* [DATA SHOWN]:

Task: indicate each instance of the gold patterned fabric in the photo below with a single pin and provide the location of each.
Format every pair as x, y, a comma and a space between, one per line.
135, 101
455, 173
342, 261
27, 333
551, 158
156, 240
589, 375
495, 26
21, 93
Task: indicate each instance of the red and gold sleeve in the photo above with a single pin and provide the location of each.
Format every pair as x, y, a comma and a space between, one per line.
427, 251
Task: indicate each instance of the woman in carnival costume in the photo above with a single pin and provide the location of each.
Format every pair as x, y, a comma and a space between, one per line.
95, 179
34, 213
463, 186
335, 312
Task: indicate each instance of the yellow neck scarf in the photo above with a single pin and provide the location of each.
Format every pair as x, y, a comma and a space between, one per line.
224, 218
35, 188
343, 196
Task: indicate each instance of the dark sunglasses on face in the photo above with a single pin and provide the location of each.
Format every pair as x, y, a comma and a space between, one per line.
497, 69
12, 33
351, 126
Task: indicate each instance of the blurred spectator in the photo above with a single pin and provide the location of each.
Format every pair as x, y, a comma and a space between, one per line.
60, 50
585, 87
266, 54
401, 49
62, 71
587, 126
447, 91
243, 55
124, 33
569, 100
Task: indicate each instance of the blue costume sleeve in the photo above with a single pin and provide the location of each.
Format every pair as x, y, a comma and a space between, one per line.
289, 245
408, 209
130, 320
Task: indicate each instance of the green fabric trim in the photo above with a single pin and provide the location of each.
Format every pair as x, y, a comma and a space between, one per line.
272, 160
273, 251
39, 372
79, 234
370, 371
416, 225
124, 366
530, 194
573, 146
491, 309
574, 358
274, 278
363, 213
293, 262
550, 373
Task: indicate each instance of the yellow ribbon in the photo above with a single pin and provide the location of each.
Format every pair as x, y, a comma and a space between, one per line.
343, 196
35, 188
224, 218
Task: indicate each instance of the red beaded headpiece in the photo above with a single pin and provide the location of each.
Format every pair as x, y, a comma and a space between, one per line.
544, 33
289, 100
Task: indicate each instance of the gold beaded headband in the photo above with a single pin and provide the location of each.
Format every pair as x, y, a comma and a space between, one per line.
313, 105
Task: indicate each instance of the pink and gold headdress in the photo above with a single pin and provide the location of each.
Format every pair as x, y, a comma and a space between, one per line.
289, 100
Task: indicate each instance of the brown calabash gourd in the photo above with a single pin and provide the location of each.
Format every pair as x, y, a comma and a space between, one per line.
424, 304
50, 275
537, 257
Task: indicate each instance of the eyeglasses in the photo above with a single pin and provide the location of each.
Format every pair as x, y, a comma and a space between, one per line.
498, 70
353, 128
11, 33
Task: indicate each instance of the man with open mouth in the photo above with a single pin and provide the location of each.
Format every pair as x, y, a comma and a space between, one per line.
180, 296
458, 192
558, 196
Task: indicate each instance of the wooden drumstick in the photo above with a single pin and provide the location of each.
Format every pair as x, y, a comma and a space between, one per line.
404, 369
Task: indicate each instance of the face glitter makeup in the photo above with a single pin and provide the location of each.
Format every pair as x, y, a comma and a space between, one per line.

* [WRITTEN EXERCISE]: Could you copy out every one of the rows above, word for word and in the same order?

* [COMPLETE ANSWER]:
Task: indicate each instance of the gold patterned fabric in the photo below with a single pin and provide the location of each.
Format every pair as x, y, a comma and a space between, one per line.
135, 101
455, 173
342, 261
27, 333
551, 158
156, 240
589, 375
495, 26
21, 93
Task: indicate each instance of the red and gold sleeve in the photo above with a single pin and provide the location of each.
Format every pair as x, y, a comma and a space between, one per line.
427, 251
Task: indicate each instance of the woman in carnival costume in the photo above with a single pin and provide the location of each.
Format every pair as x, y, a comma and a space between, one per line.
95, 179
34, 213
463, 186
335, 312
Task: indicate each instance of the yellow neck scarf in the photo above with a single pin and provide the location of each.
Format every pair as x, y, a comma and a space between, one per line.
224, 218
35, 188
343, 196
Task: indicate each instance of the dark sunglasses on face in the photo above with a single pin and provide the location of each.
Format every pair as x, y, a comma and a space between, one per line.
497, 69
12, 33
351, 126
Task: indicate each instance of the blurred spectator in the photo above with a single pin and provide the location of each.
Format every pair as x, y, a comma and a space between, one per line.
60, 50
585, 87
266, 54
401, 49
62, 71
587, 126
447, 91
243, 55
124, 33
569, 100
Task: indicate each instance of the blue costume sleeve in the photo above with a single pin and provide the location of each.
Format every pair as x, y, a comma and a space between, one per line.
289, 245
408, 209
130, 320
Task: indicate each instance of the green fabric trim in the photo above with a single pin and provide the location of each.
Format every pair as x, y, a comma and a space between, one per line.
272, 160
273, 251
39, 372
79, 234
370, 371
416, 225
124, 366
530, 194
573, 146
491, 309
574, 358
274, 278
363, 213
293, 262
550, 373
Task: indicate each instance of the yellow ribbon in the photo above with a single pin and provide the location of each.
Format every pair as x, y, a comma and a space between, one per line.
343, 196
35, 188
224, 218
Task: indicate each instance of the red beaded headpiece in the photo above with a single pin and provide the location of each.
Format every pair as x, y, a comma and a space between, one per line.
544, 33
289, 100
Task: indicate each instance of the gold beaded headband in the photo above with a single pin and provide the location of each.
Format every pair as x, y, a comma and a space between, one per line.
313, 105
Task: indicate each instance of the pink and gold headdress in the photo above with a single pin and provide the location of each.
Format every pair as x, y, a comma and a space between, one per line.
289, 100
Task: indicate each instance of the brown calabash gourd in the photo above with a single pin and provide the location of each.
Format every pair as x, y, a comma and a space between, one per line.
424, 304
50, 275
537, 257
Task: indicate each instance of the eyeglasses in the photo above with a single pin and provide the location of each.
Format every pair as x, y, a comma and a space between, one per line.
498, 70
353, 128
11, 33
Task: indicate each instance of the man with open mouth in the photo above with a single pin and provide the location of each.
Format every pair as x, y, a comma and a space between, one per line.
180, 296
458, 192
558, 196
Task: indicate each instance of the wooden drumstick in the photo above with a single pin and provide the location of each.
Format every pair as x, y, a comma and a space between, one per line.
404, 369
Task: indicate each instance of the face glitter makeup in the photo above with a single pin and provide the location of each.
Format every pair as x, y, a comma and a space between, one per line.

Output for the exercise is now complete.